Send back all of the data, word for word.
──────────────────────────────
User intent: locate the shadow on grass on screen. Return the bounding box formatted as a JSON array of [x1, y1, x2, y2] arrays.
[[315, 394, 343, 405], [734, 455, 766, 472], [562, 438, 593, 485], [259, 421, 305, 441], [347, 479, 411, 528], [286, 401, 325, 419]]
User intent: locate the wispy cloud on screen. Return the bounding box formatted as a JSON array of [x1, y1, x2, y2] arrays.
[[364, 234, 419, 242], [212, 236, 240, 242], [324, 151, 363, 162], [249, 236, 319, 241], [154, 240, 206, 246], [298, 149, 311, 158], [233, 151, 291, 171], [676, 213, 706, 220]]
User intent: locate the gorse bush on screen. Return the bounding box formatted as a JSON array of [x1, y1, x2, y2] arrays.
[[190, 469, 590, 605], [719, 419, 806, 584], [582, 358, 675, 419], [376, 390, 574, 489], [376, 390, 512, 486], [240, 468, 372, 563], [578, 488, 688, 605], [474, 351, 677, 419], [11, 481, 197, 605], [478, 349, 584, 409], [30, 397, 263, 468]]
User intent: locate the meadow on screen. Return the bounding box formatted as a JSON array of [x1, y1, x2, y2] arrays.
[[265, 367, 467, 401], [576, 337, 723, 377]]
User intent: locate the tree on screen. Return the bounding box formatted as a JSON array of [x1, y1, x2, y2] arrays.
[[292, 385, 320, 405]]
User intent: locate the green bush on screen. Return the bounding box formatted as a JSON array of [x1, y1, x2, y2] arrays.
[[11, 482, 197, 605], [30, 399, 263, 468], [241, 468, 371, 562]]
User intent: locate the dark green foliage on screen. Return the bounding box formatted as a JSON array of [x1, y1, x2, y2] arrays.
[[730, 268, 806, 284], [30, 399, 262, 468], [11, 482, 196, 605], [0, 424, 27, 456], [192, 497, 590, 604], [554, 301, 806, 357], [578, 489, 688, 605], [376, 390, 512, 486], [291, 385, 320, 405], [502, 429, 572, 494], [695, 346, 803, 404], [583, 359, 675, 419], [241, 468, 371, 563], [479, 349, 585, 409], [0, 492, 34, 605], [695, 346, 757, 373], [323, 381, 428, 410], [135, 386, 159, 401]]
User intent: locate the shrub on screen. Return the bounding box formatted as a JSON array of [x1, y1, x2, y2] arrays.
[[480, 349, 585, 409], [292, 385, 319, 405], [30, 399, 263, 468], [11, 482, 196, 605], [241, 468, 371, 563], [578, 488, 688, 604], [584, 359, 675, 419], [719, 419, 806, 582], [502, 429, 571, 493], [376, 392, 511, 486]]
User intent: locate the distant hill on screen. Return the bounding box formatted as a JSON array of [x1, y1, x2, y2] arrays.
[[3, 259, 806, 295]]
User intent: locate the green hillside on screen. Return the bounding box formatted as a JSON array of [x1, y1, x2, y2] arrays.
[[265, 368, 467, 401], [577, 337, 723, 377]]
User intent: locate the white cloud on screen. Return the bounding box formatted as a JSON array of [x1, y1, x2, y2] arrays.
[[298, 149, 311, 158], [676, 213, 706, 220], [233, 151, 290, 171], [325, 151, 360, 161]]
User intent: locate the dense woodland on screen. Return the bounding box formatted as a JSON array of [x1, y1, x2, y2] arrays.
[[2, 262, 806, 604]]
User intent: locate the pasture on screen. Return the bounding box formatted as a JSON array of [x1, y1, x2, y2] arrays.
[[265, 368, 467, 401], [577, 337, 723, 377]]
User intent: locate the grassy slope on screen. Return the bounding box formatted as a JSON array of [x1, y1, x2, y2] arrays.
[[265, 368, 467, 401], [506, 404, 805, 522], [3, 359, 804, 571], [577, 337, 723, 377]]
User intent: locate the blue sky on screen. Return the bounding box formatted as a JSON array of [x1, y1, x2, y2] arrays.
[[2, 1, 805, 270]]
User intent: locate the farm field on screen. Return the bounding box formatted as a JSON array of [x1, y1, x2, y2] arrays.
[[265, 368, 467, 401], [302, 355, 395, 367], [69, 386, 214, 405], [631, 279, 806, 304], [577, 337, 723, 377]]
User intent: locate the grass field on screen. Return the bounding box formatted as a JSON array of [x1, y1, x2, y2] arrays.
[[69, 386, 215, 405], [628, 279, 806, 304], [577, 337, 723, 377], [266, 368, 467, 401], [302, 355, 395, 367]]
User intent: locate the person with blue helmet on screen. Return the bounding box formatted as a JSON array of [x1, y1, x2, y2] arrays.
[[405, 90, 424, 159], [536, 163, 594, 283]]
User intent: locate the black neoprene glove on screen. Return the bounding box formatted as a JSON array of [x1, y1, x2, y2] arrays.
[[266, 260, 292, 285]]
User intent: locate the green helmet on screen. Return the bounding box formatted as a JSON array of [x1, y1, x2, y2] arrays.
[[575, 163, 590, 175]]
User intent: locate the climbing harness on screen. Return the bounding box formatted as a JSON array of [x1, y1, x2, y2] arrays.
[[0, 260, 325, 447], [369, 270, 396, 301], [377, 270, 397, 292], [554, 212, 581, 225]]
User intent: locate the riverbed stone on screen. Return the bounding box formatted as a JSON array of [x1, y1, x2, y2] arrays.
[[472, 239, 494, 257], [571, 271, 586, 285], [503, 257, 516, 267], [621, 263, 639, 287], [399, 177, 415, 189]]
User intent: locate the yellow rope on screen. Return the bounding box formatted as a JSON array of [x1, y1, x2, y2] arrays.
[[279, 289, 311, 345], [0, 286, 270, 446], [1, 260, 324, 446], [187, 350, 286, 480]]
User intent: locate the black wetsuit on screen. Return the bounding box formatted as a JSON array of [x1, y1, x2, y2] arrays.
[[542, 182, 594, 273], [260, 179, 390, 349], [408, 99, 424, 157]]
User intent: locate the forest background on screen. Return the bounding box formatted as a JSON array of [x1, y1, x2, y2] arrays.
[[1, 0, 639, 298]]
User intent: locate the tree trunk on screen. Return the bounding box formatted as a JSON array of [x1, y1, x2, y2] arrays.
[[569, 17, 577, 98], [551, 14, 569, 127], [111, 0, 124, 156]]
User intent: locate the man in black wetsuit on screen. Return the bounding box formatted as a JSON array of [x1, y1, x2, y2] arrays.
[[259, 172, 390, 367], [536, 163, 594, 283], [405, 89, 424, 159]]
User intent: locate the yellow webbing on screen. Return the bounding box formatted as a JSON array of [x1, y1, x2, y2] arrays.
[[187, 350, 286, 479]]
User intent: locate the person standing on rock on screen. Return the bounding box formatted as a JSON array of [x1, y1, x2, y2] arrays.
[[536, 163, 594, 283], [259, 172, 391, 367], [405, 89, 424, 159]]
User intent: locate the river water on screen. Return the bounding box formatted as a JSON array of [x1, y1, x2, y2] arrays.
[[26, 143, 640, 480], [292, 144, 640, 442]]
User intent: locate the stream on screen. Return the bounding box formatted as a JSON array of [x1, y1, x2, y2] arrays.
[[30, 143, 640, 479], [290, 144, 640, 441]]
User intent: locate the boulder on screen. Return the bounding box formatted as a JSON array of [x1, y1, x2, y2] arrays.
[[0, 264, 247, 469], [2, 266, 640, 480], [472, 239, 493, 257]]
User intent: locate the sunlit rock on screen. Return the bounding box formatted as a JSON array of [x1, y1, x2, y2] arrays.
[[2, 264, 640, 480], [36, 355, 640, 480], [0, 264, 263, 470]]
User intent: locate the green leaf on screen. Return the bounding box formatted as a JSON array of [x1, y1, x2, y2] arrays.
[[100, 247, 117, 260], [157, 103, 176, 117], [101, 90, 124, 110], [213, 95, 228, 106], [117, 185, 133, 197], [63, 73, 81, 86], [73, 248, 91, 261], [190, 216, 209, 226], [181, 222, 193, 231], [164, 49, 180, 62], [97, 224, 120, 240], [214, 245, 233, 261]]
──────────────────────────────
Answer area:
User intent: locate the shadow on grass on screen. Return the bounding box formatted as a JSON array of [x1, y1, x2, y2] arrays.
[[315, 394, 343, 405], [734, 455, 766, 472], [562, 438, 593, 485], [259, 421, 305, 441], [347, 479, 411, 528], [286, 401, 325, 419]]
User intent: locate the wispy cloud on screen. Return the bounding box formatted as a JSON array of [x1, y1, x2, y2] arrays.
[[364, 234, 419, 242], [212, 236, 240, 242], [324, 151, 363, 162], [249, 236, 319, 241], [154, 240, 206, 246], [298, 149, 311, 158], [233, 151, 291, 171], [676, 213, 706, 220]]
User intent: locate the gorse bush on screen. Return the bounding box formatted as a JSON array of [x1, y1, x2, y2] arrays.
[[190, 469, 590, 605], [719, 419, 806, 584], [582, 358, 675, 419], [376, 390, 574, 489], [376, 390, 512, 486], [240, 468, 372, 563], [578, 488, 688, 605], [474, 351, 677, 419], [11, 481, 197, 605], [478, 349, 584, 409], [30, 397, 263, 468]]
User intent: locate the meadow on screen. Return the bounding box formatted as a JSON array of [x1, y1, x2, y2] arrays.
[[265, 367, 467, 401], [576, 337, 723, 377]]
User intent: locate the tree on screen. Return the bounding box formatted as a JSON array of [x1, y1, x2, y2] arrays.
[[292, 385, 320, 405]]
User intent: locate the green bush on screen. Return the bounding box formatted as a JSON array of [x1, y1, x2, y2] arrays.
[[11, 482, 197, 605], [30, 399, 263, 468], [241, 468, 371, 562]]
User intent: locate the dark green foliage on screen. Return the bounding box formatted as a JSON array of [x1, y1, x2, y2] arrays.
[[730, 268, 806, 284], [30, 399, 262, 468], [11, 482, 196, 605], [0, 424, 27, 456], [192, 497, 590, 604], [554, 301, 806, 357], [578, 489, 688, 605], [376, 390, 512, 486], [291, 385, 320, 405], [502, 429, 572, 494], [695, 346, 803, 404], [583, 359, 675, 419], [241, 468, 371, 563], [479, 349, 585, 409], [0, 492, 34, 605], [695, 346, 757, 373], [323, 381, 428, 410], [135, 386, 159, 401]]
User intent: locate the shrub on screen. Return the bounding box formatted as a JSON array of [x1, y1, x2, y2] arrays.
[[480, 349, 585, 409], [292, 385, 319, 405], [30, 399, 263, 468], [11, 482, 196, 605], [241, 468, 371, 563], [578, 488, 688, 604], [584, 359, 675, 419], [719, 419, 806, 582], [502, 429, 571, 493], [376, 392, 511, 486]]
User intent: locate the distant hill on screen. Return the bounding box formatted as a JSON array of [x1, y1, x2, y2] arrays.
[[3, 259, 806, 295]]
User intent: locate the green hillside on screen. Return the bounding box formatted as a JSON array of [x1, y1, x2, y2] arrays.
[[265, 368, 467, 401], [577, 337, 723, 377]]
User intent: locate the white cloud on screen. Return the bounding box formatted as a JSON array of [x1, y1, x2, y2] arrays.
[[298, 149, 311, 158], [676, 213, 706, 220], [233, 151, 290, 171], [325, 151, 360, 161]]
User intent: locate the dense woodland on screen. Return the bounding box formatted as a JSON array of [x1, y1, x2, y2] arrays.
[[2, 262, 806, 604]]
User intent: locate the pasture on screen. Return the bounding box formatted as a JSON array of [x1, y1, x2, y2] arrays.
[[265, 368, 467, 401], [577, 337, 723, 377]]
User intent: locate the grassy slope on screen. Return the bounding box formatted as a JSON array of [x1, y1, x2, y2] arrays.
[[265, 368, 467, 401], [506, 404, 805, 522], [3, 359, 804, 571], [577, 337, 723, 377]]
User intent: locate the blue sky on screen. Return the bounding box formatted as a JSON array of [x1, y1, x2, y2] arrays.
[[2, 1, 805, 270]]
User intent: locate the farm field on screen. Return the bounding box formatted as a JSON array of [x1, y1, x2, y2] arrays.
[[265, 368, 467, 401], [302, 355, 395, 367], [69, 386, 214, 405], [631, 279, 806, 304], [577, 337, 723, 377]]
User intent: locate the grass field on screen. Return the bounding box formatted as a JSON array of [x1, y1, x2, y2] arrays.
[[69, 386, 215, 405], [628, 279, 806, 304], [577, 337, 723, 377], [266, 368, 467, 401], [302, 355, 395, 367]]
User intent: locate the person with blue helmet on screen. Return the bounding box formatted as a JSON array of [x1, y1, x2, y2] arrays.
[[405, 90, 424, 159], [536, 163, 594, 283]]
User intent: locate the black neoprene glove on screen. Return the bounding box formatted as a JSON array of [x1, y1, x2, y2] arrays.
[[266, 260, 292, 285]]
User intent: locate the green helmet on screen. Return the bounding box formatted as a JSON array of [x1, y1, x2, y2] arrays.
[[575, 163, 590, 175]]
User intent: locate the climbing harness on screen. Return the bounding box formatted as a JSON array of [x1, y1, x2, y2] arrays.
[[0, 260, 325, 447], [369, 270, 396, 301], [377, 270, 397, 292], [554, 212, 581, 225]]
User intent: locate the riverbed stone on screen. Return the bounding box formatted as a JSON array of [x1, y1, x2, y2] arrays.
[[472, 239, 494, 257], [571, 271, 586, 285], [503, 257, 516, 267], [621, 263, 639, 287], [399, 177, 415, 189]]
User intent: locate the yellow rope on screen. Return the bounding box formatted as a JSON array of [x1, y1, x2, y2] arrays.
[[279, 289, 311, 345], [0, 286, 270, 446], [1, 260, 324, 446], [187, 350, 286, 480]]
User intent: locate the black wetsuit on screen. Return the bounding box formatted as a JSON array of [x1, y1, x2, y2] arrays.
[[542, 182, 594, 273], [260, 179, 390, 349], [408, 99, 424, 157]]
User intent: locate the forest background on screen. Return the bounding box formatted as a JSON array of [x1, y1, x2, y2] arrays.
[[1, 0, 639, 298]]
User intent: locate the tree trunk on screen. Return the bounding box formatted as a JSON array of [x1, y1, x2, y2] arrays.
[[569, 17, 577, 98], [551, 14, 569, 127], [111, 0, 124, 156]]
User intent: locate the man in black wetsuit on screen. Return the bounding box formatted as a JSON array of [x1, y1, x2, y2] arrays.
[[259, 172, 390, 367], [536, 163, 594, 283], [405, 89, 424, 159]]
User intent: locate the yellow webbing on screen. Return the bounding box formatted as a JSON array of [x1, y1, x2, y2] arrays.
[[187, 350, 286, 479]]
User intent: locate the person standing on rock on screen. Return the bounding box formatted as a JSON array of [x1, y1, x2, y2] arrays.
[[536, 163, 594, 283], [259, 172, 391, 367], [405, 89, 424, 159]]
User intent: locate the river water on screen. Return the bounding box formatted as a JSON array of [x1, y1, x2, y2] arrays.
[[26, 143, 640, 480], [292, 144, 640, 442]]
User intent: locate the stream on screen. Return the bounding box formatted as a JSON array of [x1, y1, x2, y2] arrays.
[[30, 143, 640, 479], [290, 144, 640, 441]]
User intent: locate the boulder on screen. Return the bounding box formatted as a JSON array of [x1, y1, x2, y2] arrays.
[[0, 264, 247, 469], [2, 266, 640, 480], [472, 239, 493, 257]]
User intent: locate the sunlit rock on screen. Return the bounding box formatted as a JSON array of [x1, y1, x2, y2] arrays.
[[2, 264, 640, 480], [36, 355, 640, 480], [0, 264, 263, 470]]
User intent: locate the green leaf on screen. Return the bounding box formatted as a JSON array of [x1, y1, x2, y2] arrays.
[[100, 247, 117, 260], [157, 103, 176, 117], [101, 90, 124, 110], [213, 95, 228, 106], [117, 185, 133, 197], [63, 73, 81, 86], [73, 248, 91, 261], [190, 216, 209, 226], [181, 222, 193, 231], [164, 49, 180, 62], [97, 224, 120, 240], [214, 245, 233, 261]]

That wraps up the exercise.